**REQUIREMENT:** Please quote the rows word for word, beginning with the line that contains "of the football" and continuing through the line that contains "column 30, row 89", with nothing before or after them.

Items in a dataset:
◇ ◇ ◇
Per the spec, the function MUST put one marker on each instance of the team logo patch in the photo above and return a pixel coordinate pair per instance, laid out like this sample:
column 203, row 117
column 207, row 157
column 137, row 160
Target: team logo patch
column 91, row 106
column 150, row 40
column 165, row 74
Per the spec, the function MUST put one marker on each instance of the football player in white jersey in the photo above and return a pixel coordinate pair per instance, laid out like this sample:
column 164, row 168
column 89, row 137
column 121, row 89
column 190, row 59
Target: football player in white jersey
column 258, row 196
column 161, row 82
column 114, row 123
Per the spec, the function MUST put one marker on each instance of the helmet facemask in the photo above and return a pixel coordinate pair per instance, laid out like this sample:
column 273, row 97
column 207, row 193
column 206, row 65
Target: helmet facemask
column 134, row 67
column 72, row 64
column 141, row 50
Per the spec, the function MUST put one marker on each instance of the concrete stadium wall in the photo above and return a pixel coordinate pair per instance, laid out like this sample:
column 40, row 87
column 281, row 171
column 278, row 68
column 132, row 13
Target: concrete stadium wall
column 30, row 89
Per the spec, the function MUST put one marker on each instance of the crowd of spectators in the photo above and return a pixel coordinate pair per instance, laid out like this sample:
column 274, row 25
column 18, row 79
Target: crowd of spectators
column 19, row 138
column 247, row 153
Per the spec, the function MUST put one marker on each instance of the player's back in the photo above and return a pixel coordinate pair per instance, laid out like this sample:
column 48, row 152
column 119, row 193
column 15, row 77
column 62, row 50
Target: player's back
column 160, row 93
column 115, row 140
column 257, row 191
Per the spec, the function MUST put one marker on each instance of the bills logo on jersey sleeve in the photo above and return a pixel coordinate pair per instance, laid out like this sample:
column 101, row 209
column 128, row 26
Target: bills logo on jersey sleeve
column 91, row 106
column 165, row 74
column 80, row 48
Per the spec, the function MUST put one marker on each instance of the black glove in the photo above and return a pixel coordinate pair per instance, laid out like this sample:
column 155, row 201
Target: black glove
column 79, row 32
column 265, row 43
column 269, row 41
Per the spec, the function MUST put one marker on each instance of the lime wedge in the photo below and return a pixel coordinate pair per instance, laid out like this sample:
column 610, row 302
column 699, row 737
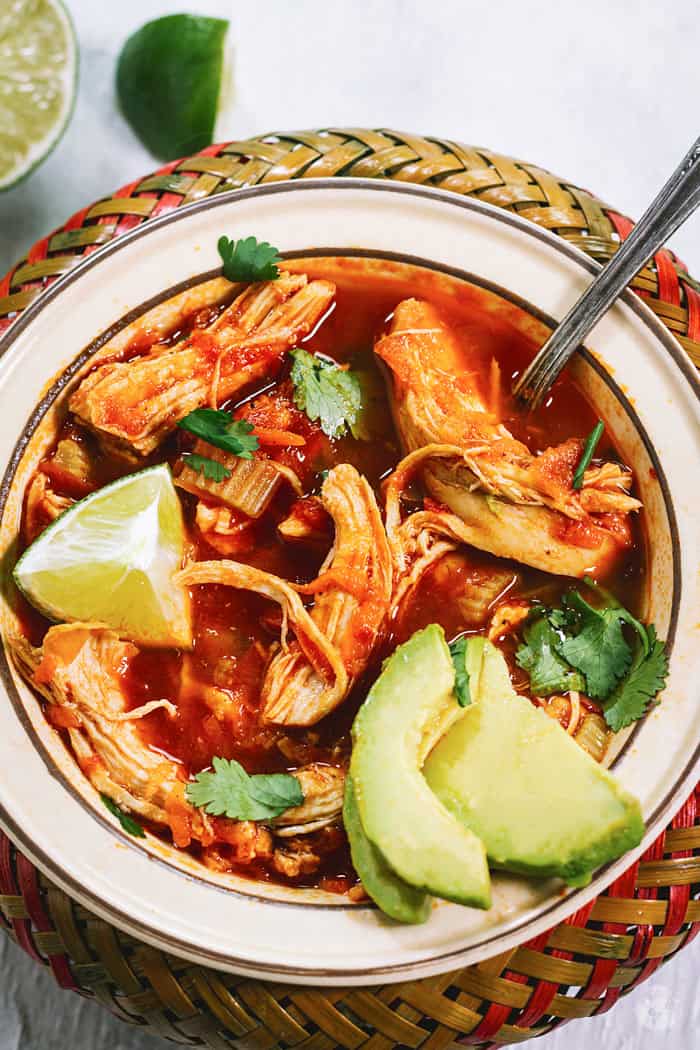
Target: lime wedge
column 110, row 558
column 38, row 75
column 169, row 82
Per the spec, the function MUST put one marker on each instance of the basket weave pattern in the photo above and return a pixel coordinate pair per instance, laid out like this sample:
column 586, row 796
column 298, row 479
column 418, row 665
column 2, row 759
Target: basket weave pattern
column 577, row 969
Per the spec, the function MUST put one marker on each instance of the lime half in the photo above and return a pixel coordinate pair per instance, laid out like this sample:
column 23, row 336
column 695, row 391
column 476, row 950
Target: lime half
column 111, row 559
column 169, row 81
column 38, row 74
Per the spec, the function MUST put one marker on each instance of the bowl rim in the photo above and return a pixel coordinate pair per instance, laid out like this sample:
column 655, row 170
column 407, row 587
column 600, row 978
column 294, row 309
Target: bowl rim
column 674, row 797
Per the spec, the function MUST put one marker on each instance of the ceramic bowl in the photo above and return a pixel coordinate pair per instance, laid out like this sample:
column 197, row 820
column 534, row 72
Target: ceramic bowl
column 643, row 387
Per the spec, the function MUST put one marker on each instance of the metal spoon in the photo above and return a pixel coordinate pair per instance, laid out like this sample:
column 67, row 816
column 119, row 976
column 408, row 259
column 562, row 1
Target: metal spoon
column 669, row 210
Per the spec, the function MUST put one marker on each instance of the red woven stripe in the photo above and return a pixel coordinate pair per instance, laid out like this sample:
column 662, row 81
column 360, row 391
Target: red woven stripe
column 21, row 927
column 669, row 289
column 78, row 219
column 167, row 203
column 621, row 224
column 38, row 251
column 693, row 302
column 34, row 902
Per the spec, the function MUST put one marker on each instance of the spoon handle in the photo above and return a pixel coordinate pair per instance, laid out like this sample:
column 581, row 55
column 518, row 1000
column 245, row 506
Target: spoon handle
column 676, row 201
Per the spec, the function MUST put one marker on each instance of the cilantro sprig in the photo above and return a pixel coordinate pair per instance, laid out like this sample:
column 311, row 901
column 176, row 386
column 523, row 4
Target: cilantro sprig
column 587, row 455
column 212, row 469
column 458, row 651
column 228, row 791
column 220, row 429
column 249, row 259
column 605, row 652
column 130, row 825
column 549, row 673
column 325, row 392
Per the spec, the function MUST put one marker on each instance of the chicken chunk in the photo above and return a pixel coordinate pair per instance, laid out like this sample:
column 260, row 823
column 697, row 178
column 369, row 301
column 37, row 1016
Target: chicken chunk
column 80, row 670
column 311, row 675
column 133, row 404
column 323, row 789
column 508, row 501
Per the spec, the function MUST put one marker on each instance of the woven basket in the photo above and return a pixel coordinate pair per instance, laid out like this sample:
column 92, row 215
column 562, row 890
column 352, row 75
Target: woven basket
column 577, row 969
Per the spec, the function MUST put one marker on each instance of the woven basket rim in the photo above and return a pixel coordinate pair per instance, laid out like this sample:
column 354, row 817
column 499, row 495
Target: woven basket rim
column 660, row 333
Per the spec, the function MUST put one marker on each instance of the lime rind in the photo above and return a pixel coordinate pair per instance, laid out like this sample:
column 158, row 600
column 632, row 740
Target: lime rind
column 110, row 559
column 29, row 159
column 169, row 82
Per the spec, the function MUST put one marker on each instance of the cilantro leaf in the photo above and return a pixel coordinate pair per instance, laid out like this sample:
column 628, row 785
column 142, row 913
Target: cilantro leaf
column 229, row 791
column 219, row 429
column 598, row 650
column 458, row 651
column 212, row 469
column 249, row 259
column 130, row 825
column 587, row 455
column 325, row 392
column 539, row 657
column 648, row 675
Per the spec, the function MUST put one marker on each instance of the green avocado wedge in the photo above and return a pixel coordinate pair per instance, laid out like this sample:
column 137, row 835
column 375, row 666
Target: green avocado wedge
◇ ◇ ◇
**RESPONSE TO THE EXERCISE:**
Per the spec, the function MUST put one marker on each instance of the football player in white jersey in the photo above and return a pixel coordinate pair per instance, laid out like this sample:
column 164, row 168
column 89, row 137
column 121, row 89
column 190, row 59
Target: football player in white jersey
column 258, row 196
column 161, row 82
column 114, row 123
Per the spec, the function MUST put one marker on each instance of the helmet facemask in the photo above and return a pixel coordinate pair per instance, laid out like this sample:
column 273, row 97
column 207, row 193
column 206, row 65
Target: helmet facemask
column 134, row 67
column 72, row 64
column 141, row 50
Per the spec, the function MUST put one marker on each instance of the concrete stadium wall in the photo above and return a pixel coordinate pair per instance, laid out like this sample:
column 40, row 87
column 281, row 171
column 278, row 68
column 132, row 13
Target: concrete stadium wall
column 30, row 89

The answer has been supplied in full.